→ **PROVIDED MATERIAL**
• • • • • • •
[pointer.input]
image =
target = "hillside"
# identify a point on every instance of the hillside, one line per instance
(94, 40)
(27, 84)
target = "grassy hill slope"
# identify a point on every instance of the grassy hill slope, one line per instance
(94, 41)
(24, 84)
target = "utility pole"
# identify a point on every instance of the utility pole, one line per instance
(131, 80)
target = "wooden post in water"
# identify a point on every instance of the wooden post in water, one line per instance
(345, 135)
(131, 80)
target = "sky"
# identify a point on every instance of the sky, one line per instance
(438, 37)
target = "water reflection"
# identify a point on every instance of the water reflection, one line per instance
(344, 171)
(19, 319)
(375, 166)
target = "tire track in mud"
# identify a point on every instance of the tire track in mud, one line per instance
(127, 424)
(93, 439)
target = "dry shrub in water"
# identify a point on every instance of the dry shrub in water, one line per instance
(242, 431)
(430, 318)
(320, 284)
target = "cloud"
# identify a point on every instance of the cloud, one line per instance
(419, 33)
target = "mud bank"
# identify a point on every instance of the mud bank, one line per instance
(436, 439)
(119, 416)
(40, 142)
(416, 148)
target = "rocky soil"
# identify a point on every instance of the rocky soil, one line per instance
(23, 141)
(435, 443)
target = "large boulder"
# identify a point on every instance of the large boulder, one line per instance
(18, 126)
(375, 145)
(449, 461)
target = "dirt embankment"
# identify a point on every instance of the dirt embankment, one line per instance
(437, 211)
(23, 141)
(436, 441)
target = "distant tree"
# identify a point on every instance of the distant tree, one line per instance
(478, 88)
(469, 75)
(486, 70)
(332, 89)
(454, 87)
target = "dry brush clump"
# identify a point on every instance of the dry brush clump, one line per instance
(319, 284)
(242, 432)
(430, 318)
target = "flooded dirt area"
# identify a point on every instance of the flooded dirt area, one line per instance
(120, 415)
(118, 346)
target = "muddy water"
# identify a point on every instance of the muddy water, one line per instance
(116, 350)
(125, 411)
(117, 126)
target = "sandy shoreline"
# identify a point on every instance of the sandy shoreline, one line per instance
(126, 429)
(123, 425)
• • • • • • •
→ **PROBLEM TO SOLVE**
Each line, from the one that holds "# identify a point on every instance of the muddy" through the last line of the entries, must be repeated exactly. Leave out everything else.

→ **WRITTEN RESPONSE**
# identify a point on every instance of the muddy water, one line per instance
(116, 350)
(125, 411)
(117, 126)
target = "sandy shoreline"
# identify a point on every instance of the sandy shoreline, one line per instance
(126, 429)
(123, 425)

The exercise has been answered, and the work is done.